● **Kısa görev 1**:
ODTÜ anılarını anlatan metinde "Bugün ODTÜ'ye gittim." ifadesinden başlayıp "öyle mi kalacak?" ifadesine kadar, bu ifade de dahil olmak üzere, geçen kısmı hiçbir değişiklik yapmadan yazın.
● **Kısa görev 2**:
ODTÜ anılarını anlatan metindeki "Her sabah mutlu gittim okula." cümlesini İngilizceye çevirin.

● **Metin bölümü**:
☆ ☆ ☆ ☆ ☆ ☆ ☆

2 Mart 2007

Ne kadar mutlusun?



Bugün ODTÜ'ye gittim. Eski okuluma. Okuluma. Sınıflandırılmalardan hiç hoşlanmasam da, kendimi ait hissettiğim tek yer olan o kampüse. Orada daha çok vakit geçirmiş olmama rağmen TED'li hissetmedim kendimi hiç, ama ODTÜ'lü hissettim, hissediyorum. Saçma sapan zorlukta olmasına rağmen muhteşem bir üniversite hayatı geçirdim. Bölümde proje teslimi için bölümde sabahlamalar, kahveler, kortardaki kingler, hava güzelleşince şaraplar, biralar, şenlikler, çarşı, hocam, kumpir, çimler (ne kadar çok vakit ne kadar çooook), kütüpanenin sesli kısmı. İzole bir dünya Ankara'nın donukluğunda ODTÜ. Bir vaha. Gerçekten öyle. Hayatımın en güzel dönemi. Şu ana kadar. Hep öyle mi kalacak?
Dersten önce giderdim bazen.. Erkenden. Kortlara. Çimlere. (ODTÜ'de kortlar, gerçek manasından uzaktır benim için, bir çok kişi için. Tenis kortlarının önünde oturma grupları vardır tıklım tıklım, bir de büfe, çay almak için) Bulmacamı bir de çayımı alırdım. Tek başıma dersten önce oturup bulmaca çözerdim. Etrafıma bakardım. O çok sevdiğim etrafıma. Nefes alabilirdim orada. Herkesin kendi derdinde olduğu o etrafa.. Ne kadar büyük bir huzur kaplardı içimi. Aidiyet. Her sabah mutlu gittim okula. Bu o kadar önemli ki..

☆ ☆ ☆ ☆ ☆ ☆ ☆

Nesnelerin nerede göründüğüne dair veri kümesi satırları

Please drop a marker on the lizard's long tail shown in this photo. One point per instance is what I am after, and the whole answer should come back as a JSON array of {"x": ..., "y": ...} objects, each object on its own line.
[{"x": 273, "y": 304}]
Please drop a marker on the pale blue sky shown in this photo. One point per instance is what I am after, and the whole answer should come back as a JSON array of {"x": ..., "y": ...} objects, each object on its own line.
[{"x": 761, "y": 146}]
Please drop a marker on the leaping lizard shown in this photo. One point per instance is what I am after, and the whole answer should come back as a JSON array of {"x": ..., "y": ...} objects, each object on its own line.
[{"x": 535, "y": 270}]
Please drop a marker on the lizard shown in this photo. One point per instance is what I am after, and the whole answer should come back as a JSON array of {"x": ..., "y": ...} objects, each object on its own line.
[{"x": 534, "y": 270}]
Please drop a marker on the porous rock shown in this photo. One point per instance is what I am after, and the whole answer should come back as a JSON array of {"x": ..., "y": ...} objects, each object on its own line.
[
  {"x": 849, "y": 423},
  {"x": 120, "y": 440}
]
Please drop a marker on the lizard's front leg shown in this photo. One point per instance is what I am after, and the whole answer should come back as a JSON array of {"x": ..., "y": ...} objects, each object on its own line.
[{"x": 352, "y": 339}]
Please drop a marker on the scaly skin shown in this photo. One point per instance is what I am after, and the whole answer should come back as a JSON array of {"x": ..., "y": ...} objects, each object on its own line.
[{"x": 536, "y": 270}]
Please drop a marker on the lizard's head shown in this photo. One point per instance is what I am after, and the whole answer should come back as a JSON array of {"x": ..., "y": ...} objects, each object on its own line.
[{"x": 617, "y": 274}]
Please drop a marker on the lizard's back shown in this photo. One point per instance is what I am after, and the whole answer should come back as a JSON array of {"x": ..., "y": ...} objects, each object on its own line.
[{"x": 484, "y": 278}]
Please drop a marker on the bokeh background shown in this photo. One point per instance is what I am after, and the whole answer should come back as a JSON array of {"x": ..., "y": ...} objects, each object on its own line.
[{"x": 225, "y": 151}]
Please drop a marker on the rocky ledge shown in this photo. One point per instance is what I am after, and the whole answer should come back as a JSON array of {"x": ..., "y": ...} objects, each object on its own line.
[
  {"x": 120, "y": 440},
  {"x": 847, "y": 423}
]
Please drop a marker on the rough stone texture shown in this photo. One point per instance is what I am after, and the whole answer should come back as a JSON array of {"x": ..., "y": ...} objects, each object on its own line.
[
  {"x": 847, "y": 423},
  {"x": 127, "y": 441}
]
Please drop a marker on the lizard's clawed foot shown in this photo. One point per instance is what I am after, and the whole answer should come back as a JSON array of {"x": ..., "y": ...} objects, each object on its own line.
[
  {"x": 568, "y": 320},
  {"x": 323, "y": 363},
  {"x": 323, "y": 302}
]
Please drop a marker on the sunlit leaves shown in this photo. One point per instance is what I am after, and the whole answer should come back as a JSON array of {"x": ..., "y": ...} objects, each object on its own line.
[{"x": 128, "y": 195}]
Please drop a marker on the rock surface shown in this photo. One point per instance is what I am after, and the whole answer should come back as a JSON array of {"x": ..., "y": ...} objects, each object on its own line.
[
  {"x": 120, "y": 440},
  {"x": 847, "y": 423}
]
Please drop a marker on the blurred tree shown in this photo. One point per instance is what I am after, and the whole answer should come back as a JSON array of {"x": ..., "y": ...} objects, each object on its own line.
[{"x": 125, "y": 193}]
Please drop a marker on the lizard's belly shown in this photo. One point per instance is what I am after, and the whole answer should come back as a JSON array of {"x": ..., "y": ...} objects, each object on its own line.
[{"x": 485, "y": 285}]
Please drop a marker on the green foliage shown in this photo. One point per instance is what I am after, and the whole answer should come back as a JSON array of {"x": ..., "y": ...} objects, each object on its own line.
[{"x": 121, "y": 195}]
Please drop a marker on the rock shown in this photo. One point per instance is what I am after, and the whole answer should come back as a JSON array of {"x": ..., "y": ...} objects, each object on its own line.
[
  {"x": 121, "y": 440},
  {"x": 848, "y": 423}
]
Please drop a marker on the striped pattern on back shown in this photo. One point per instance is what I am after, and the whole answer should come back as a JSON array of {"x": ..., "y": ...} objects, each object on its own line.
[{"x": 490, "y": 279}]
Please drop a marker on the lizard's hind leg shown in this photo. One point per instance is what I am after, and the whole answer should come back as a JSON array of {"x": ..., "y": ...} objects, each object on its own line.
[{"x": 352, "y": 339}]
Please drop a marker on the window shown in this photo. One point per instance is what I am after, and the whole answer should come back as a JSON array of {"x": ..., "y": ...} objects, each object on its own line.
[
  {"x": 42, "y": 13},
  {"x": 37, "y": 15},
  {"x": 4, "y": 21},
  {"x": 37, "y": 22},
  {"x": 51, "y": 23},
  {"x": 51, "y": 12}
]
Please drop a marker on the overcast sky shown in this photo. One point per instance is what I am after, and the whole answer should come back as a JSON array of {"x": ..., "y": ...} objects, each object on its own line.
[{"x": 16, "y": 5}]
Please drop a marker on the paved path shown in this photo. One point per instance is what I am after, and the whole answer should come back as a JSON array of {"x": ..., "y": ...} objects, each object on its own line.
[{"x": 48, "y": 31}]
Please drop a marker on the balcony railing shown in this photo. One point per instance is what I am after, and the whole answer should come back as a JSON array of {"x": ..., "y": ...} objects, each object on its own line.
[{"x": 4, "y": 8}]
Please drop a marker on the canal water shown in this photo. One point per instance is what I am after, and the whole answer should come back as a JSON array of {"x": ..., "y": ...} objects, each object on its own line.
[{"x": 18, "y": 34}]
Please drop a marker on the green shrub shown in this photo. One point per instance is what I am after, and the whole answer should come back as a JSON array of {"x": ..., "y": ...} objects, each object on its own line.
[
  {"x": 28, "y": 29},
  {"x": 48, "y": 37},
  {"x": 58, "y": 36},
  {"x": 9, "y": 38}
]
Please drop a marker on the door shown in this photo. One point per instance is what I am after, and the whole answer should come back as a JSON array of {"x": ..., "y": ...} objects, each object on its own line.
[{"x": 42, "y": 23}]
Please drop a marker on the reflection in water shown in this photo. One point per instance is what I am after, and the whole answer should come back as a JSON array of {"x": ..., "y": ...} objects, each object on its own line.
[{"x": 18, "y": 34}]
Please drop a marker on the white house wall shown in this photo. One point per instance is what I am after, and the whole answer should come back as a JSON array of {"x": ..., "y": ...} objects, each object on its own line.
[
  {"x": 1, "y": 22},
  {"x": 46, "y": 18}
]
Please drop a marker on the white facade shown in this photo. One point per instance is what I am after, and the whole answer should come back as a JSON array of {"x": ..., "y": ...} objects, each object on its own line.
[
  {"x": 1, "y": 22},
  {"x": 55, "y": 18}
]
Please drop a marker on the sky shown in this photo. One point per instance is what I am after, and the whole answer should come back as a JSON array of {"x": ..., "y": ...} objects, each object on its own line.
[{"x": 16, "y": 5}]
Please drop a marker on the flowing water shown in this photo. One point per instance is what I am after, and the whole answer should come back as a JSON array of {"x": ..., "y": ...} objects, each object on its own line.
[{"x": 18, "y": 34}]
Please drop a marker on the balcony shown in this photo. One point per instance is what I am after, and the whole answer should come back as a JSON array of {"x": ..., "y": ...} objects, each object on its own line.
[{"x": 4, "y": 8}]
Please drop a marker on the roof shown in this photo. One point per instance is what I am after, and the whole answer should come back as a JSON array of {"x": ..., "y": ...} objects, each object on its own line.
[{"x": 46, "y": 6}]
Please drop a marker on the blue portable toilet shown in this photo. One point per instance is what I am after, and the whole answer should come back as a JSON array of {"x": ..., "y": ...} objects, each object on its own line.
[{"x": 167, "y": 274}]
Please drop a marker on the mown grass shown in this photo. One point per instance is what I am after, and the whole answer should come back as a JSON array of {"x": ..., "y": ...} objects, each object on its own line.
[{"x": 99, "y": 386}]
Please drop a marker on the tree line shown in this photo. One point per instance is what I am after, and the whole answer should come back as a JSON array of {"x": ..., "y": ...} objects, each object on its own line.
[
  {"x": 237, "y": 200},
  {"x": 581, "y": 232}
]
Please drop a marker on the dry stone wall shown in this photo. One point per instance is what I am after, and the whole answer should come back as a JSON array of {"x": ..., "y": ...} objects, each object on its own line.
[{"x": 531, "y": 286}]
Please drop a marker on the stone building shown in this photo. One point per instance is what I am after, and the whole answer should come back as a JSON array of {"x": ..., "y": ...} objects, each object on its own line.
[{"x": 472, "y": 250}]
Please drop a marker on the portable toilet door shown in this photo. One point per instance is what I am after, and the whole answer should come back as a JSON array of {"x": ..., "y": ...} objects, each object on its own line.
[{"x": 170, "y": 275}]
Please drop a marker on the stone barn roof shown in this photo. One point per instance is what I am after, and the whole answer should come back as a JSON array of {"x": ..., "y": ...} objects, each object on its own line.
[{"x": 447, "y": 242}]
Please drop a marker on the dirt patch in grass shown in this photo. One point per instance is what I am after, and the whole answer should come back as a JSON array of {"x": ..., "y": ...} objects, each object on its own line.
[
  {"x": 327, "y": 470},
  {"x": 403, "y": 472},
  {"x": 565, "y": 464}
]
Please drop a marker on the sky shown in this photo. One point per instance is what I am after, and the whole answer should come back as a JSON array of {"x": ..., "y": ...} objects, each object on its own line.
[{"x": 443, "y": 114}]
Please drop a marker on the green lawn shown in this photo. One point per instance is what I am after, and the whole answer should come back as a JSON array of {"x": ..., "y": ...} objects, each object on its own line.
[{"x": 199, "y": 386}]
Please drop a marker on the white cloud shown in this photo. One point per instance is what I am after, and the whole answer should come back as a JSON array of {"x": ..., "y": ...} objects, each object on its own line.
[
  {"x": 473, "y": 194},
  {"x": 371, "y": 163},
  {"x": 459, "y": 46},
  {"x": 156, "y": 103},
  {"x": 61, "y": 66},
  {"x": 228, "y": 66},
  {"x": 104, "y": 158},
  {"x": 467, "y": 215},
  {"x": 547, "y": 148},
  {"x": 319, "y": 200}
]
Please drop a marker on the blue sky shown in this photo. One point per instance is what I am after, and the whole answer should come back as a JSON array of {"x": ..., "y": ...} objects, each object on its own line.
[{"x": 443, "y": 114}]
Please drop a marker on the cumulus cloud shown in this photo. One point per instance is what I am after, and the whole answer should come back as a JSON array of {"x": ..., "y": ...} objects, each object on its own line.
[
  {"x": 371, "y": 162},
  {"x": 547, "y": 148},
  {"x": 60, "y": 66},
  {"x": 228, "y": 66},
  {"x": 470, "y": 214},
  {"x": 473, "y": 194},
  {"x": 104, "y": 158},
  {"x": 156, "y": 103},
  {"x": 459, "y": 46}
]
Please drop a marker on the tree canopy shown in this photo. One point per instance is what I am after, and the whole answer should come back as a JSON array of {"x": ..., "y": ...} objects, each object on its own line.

☆ ☆ ☆ ☆ ☆ ☆ ☆

● **Tam yanıt 1**:
Bugün ODTÜ'ye gittim. Eski okuluma. Okuluma. Sınıflandırılmalardan hiç hoşlanmasam da, kendimi ait hissettiğim tek yer olan o kampüse. Orada daha çok vakit geçirmiş olmama rağmen TED'li hissetmedim kendimi hiç, ama ODTÜ'lü hissettim, hissediyorum. Saçma sapan zorlukta olmasına rağmen muhteşem bir üniversite hayatı geçirdim. Bölümde proje teslimi için bölümde sabahlamalar, kahveler, kortardaki kingler, hava güzelleşince şaraplar, biralar, şenlikler, çarşı, hocam, kumpir, çimler (ne kadar çok vakit ne kadar çooook), kütüpanenin sesli kısmı. İzole bir dünya Ankara'nın donukluğunda ODTÜ. Bir vaha. Gerçekten öyle. Hayatımın en güzel dönemi. Şu ana kadar. Hep öyle mi kalacak?

● **Tam yanıt 2**:
I went to school happy every morning.